Which lines in the entries below contain the word "white"? List every one of them, copied in full.

* Begin Given entries *

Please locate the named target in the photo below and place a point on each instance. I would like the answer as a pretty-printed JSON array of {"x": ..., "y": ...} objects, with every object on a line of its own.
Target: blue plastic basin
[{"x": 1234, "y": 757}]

* End Given entries *
* Begin Given entries *

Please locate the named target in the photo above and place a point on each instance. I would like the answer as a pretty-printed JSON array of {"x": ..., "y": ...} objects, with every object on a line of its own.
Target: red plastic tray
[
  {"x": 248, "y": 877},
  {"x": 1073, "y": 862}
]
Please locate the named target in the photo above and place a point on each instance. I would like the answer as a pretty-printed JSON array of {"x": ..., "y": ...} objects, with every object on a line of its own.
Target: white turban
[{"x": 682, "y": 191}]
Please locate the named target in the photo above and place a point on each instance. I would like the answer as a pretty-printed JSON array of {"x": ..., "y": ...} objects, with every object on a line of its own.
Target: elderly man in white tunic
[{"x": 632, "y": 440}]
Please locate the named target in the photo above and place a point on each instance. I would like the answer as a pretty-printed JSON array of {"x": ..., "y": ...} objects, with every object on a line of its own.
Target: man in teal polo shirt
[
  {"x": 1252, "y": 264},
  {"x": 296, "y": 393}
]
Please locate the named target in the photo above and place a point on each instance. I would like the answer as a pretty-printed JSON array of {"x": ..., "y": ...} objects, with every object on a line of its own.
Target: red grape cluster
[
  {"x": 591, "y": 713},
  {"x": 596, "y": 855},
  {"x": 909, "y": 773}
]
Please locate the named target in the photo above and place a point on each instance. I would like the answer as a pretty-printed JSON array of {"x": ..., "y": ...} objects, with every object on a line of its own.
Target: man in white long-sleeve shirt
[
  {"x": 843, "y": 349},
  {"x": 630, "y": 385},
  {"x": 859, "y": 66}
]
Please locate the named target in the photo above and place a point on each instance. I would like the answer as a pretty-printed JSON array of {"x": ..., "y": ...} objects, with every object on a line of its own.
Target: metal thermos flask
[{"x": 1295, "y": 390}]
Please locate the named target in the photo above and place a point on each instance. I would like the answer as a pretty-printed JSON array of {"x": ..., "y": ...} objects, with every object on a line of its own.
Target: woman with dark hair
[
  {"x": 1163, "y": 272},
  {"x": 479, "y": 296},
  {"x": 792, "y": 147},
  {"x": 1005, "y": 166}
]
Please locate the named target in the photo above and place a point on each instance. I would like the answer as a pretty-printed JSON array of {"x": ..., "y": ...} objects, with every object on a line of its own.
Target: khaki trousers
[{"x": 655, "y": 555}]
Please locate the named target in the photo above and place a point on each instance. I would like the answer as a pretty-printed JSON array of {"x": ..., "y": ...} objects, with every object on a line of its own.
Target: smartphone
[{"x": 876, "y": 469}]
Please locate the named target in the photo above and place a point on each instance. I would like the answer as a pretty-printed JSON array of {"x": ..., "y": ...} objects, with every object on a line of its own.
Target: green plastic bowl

* End Given entries *
* Begin Given entries *

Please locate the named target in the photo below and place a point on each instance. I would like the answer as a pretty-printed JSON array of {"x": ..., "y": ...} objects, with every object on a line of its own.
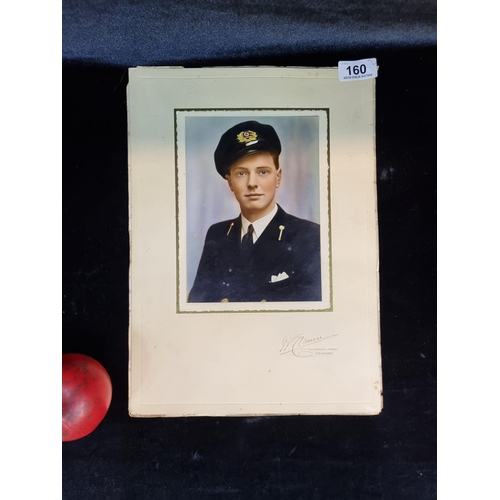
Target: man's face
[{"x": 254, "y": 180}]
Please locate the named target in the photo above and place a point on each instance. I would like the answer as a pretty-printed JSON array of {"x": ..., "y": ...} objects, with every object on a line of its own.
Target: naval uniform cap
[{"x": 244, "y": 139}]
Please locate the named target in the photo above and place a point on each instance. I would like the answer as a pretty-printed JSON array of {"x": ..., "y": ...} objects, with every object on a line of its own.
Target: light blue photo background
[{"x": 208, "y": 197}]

* End Given entries *

* Final result:
Target: white turban
Target: elderly man in white tunic
Target: man in white long-sleeve shirt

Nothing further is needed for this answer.